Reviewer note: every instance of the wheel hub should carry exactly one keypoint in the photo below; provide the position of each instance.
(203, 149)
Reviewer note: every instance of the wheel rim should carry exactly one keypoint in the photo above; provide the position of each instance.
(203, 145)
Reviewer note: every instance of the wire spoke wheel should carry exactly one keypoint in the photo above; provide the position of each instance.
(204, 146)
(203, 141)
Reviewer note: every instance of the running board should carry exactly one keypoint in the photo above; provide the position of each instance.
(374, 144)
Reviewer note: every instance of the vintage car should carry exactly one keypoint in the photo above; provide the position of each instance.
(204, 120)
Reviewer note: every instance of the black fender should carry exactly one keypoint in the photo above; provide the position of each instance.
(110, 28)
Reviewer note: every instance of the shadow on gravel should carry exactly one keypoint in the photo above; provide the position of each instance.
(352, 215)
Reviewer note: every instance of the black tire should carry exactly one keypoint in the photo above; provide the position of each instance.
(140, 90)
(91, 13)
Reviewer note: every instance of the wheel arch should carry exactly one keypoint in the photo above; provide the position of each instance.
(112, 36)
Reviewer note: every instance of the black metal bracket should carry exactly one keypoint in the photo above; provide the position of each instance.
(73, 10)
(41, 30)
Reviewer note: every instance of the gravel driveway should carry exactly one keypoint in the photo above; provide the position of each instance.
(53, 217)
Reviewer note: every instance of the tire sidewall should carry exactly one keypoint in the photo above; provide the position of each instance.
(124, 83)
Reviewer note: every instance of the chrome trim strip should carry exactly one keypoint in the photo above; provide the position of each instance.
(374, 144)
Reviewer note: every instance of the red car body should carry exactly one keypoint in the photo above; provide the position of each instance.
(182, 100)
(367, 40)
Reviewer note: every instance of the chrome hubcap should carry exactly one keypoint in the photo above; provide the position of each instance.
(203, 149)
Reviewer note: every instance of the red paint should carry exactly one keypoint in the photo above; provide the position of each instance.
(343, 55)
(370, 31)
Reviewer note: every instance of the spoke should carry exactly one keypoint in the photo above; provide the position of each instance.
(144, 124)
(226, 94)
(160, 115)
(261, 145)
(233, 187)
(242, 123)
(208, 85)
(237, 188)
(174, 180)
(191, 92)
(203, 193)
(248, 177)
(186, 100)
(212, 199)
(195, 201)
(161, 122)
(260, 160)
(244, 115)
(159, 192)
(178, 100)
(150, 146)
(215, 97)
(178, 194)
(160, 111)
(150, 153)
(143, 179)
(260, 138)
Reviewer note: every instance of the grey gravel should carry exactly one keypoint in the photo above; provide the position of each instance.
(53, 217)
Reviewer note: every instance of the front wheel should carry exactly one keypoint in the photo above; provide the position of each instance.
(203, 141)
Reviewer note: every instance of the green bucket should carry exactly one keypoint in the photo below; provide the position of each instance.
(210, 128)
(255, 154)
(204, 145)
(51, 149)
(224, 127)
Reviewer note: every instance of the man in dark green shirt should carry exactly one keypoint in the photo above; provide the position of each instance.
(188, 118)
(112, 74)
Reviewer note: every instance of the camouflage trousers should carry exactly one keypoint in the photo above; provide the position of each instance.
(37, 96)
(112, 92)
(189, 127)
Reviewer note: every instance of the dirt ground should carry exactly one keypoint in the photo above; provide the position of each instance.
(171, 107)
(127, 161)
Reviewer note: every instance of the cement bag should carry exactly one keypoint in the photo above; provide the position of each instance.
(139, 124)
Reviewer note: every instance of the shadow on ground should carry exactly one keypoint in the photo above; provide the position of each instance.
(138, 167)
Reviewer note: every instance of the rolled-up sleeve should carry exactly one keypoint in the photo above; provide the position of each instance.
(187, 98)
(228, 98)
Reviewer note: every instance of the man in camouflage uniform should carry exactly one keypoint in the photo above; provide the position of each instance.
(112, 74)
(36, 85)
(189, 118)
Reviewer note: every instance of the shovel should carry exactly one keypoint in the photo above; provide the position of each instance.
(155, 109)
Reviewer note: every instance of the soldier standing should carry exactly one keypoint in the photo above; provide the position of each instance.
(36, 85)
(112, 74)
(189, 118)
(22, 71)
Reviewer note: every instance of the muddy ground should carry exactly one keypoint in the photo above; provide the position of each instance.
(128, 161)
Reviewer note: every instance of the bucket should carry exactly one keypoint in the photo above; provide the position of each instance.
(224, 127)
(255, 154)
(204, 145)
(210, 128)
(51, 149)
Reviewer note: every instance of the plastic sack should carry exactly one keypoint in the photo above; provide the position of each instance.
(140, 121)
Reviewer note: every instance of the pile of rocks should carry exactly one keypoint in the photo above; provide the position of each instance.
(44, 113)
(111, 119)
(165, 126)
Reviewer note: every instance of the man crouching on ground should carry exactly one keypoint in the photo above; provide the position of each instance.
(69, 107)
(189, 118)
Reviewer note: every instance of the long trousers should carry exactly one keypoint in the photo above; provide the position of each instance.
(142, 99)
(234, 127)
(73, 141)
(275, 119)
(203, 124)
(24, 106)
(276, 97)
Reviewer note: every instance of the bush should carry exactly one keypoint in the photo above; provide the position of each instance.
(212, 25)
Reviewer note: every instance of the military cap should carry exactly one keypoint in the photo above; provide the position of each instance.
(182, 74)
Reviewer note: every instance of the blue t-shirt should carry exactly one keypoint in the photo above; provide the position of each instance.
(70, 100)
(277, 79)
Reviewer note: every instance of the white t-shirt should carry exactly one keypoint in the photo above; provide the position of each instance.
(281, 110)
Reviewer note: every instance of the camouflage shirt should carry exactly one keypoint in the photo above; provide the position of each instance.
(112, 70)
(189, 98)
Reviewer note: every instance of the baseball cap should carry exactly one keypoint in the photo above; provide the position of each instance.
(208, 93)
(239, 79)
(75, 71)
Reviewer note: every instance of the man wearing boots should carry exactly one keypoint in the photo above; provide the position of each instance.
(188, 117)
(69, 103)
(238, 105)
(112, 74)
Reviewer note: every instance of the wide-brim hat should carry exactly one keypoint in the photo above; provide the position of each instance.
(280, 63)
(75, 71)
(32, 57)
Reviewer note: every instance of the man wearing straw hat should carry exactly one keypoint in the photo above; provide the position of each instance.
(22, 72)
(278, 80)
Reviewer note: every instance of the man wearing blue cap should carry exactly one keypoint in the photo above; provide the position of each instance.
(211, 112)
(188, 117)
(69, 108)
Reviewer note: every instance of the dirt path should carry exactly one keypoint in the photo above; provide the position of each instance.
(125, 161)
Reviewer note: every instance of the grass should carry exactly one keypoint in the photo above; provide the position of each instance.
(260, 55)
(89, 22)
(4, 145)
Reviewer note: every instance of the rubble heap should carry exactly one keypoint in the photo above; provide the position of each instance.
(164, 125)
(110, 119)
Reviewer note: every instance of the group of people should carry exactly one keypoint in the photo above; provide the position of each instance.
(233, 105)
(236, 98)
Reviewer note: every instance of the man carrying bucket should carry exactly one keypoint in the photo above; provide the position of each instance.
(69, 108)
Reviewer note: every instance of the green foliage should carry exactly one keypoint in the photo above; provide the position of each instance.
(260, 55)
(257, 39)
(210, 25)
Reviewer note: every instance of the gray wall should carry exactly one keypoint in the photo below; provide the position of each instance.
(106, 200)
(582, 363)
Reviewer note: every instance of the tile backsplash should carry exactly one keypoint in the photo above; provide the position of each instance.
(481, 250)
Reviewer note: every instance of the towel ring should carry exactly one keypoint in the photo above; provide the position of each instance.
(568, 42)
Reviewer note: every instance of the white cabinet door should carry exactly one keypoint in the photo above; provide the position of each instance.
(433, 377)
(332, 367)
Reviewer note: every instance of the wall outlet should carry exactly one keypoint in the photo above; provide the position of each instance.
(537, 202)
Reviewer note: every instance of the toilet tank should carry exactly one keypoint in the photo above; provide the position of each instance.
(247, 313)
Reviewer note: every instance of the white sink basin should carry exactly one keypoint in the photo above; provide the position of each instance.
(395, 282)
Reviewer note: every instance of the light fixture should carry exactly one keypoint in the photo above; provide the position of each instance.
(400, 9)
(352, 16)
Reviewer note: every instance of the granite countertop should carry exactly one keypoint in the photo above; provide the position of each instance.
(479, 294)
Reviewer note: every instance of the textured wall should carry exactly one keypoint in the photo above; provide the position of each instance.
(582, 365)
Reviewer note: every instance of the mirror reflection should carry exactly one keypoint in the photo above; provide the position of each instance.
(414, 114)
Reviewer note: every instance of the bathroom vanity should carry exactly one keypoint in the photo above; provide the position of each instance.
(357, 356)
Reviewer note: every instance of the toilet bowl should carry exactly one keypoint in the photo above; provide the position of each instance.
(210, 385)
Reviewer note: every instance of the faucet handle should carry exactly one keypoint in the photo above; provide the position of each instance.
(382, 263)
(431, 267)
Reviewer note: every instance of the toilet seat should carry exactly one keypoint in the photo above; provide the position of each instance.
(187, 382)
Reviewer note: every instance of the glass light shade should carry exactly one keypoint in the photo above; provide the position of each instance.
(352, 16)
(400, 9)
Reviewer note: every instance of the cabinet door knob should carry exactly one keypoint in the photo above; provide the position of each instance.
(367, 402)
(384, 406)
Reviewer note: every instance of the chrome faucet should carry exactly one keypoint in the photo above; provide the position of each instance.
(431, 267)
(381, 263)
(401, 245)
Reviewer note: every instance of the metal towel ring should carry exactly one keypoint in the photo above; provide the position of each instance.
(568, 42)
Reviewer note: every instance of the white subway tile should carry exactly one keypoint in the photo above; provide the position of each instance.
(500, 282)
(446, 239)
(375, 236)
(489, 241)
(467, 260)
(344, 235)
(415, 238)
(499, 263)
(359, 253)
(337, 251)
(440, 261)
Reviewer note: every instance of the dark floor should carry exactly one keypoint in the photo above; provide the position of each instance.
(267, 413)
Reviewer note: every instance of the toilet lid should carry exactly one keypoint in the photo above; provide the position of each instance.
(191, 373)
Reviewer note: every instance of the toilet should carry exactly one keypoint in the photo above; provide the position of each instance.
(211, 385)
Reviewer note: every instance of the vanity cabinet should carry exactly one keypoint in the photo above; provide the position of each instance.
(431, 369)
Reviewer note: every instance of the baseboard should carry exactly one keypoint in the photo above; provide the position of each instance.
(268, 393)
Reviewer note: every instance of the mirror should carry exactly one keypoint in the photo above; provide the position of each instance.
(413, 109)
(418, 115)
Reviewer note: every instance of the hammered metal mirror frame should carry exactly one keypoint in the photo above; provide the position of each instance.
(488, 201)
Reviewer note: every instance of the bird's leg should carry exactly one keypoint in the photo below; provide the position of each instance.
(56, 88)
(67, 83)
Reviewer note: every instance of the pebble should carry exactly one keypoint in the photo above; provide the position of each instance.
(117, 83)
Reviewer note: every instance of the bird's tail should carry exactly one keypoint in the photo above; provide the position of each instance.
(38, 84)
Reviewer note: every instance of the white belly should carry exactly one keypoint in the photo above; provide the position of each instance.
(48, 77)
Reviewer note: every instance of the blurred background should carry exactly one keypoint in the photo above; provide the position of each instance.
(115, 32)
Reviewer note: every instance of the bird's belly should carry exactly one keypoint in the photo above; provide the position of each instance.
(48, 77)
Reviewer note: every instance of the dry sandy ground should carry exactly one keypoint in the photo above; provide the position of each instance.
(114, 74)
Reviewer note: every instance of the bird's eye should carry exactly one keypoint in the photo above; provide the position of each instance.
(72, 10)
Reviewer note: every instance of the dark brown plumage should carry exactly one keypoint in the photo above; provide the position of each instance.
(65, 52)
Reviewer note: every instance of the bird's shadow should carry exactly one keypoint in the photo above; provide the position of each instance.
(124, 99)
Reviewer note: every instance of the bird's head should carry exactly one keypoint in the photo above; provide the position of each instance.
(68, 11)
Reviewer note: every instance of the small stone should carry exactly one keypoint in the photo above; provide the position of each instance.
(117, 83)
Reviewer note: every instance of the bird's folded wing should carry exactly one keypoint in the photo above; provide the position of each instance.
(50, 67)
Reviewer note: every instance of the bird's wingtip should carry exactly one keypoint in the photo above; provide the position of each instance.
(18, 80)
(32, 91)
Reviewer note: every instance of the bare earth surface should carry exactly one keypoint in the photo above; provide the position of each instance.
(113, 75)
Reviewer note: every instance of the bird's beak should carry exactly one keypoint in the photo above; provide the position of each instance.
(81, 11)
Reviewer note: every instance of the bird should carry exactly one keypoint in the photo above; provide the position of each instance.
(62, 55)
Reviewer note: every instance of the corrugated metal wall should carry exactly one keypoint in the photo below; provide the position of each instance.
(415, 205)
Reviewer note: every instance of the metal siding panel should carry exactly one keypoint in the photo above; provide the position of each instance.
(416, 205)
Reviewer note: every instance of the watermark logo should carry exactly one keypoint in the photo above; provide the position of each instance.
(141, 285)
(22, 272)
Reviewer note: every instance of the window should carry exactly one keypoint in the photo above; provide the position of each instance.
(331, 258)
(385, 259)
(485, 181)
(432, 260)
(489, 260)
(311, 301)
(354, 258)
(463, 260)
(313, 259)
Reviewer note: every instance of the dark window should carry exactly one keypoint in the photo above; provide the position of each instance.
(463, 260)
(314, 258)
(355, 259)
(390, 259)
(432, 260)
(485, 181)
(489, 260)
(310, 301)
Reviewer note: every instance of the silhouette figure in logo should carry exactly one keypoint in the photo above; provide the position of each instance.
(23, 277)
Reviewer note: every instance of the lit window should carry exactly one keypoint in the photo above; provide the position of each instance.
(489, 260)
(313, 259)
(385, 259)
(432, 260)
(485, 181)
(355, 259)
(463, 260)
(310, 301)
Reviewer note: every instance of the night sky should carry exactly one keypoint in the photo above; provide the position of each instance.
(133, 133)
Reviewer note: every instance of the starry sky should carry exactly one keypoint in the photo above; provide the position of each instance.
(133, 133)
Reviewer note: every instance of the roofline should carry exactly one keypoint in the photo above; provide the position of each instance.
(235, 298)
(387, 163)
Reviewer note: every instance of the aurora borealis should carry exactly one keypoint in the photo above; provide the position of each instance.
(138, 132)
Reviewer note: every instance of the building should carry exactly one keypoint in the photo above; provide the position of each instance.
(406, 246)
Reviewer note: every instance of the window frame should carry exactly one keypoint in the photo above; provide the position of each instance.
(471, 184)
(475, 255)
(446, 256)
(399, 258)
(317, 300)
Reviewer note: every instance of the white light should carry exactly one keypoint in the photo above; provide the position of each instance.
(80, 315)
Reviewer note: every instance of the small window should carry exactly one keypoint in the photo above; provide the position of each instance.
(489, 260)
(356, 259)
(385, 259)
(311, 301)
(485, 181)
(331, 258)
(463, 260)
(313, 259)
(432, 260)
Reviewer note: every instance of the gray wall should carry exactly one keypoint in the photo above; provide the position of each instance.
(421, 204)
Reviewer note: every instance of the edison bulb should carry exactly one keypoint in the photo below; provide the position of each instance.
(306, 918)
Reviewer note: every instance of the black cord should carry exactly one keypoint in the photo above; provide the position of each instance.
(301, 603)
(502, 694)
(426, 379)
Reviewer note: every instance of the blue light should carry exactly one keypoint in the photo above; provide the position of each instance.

STATED EXERCISE = Nothing but the lines from the one with "Reviewer note: every instance of the lit" through the last line should be repeated, each exactly as it stands.

RESPONSE BELOW =
Reviewer note: every instance of the lit window should carry exactly one keypoint in the photo above; provide the position of each instance.
(489, 260)
(313, 259)
(385, 259)
(432, 260)
(485, 181)
(355, 259)
(463, 260)
(310, 301)
Reviewer note: every instance of the night sky should carry exactly one keypoint in the photo above; provide the position of each instance.
(133, 133)
Reviewer note: every instance of the starry sky should carry exactly one keypoint in the photo above; provide the position of each instance.
(133, 133)
Reviewer note: every instance of the roofline should carry exactly one keypoint in the photo above; provide the position of each instance.
(235, 298)
(387, 163)
Reviewer note: every instance of the aurora borealis should carry exactly one keypoint in the photo above; provide the position of each instance.
(138, 132)
Reviewer note: every instance of the building should carry exactly one keypoint in the photo above; provide the position of each instance.
(406, 246)
Reviewer note: every instance of the window frame should carry exactly one keypoint in the photo above; provide the position of each instance.
(471, 184)
(475, 255)
(446, 256)
(399, 258)
(317, 300)
Reviewer note: every instance of the white light should carry exactly one keypoint in the photo above; provide the position of each instance.
(80, 315)
Reviewer note: every instance of the small window should carry exactly one keypoint in the photo above; provide the position of each instance.
(489, 260)
(356, 259)
(385, 259)
(311, 301)
(485, 181)
(331, 258)
(463, 260)
(313, 259)
(432, 260)
Reviewer note: every instance of the gray wall should carry exactly one keypoint in the photo above; provide the position of each instance.
(421, 204)
Reviewer note: every instance of the edison bulb should carry exactly one keypoint in the photo below; provide the position of each instance.
(306, 918)
Reviewer note: every instance of the black cord should carry exactly one keypoint in the photo above; provide the position of each instance.
(301, 603)
(502, 694)
(426, 379)
Reviewer note: every instance of the blue light should carry exactly one keypoint in the photo above; provide the position of each instance.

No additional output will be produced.